--- Start Task input ---

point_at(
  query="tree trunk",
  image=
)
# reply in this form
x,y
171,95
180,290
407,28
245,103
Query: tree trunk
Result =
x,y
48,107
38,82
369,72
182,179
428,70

--- End Task input ---

Given instruction
Reproduce every line of the records above without changing a single character.

Exercise response
point_at(
  query="tree trunk",
  image=
)
# reply in this form
x,y
171,95
180,290
407,28
245,103
Query: tree trunk
Result =
x,y
48,107
38,82
369,72
182,179
428,70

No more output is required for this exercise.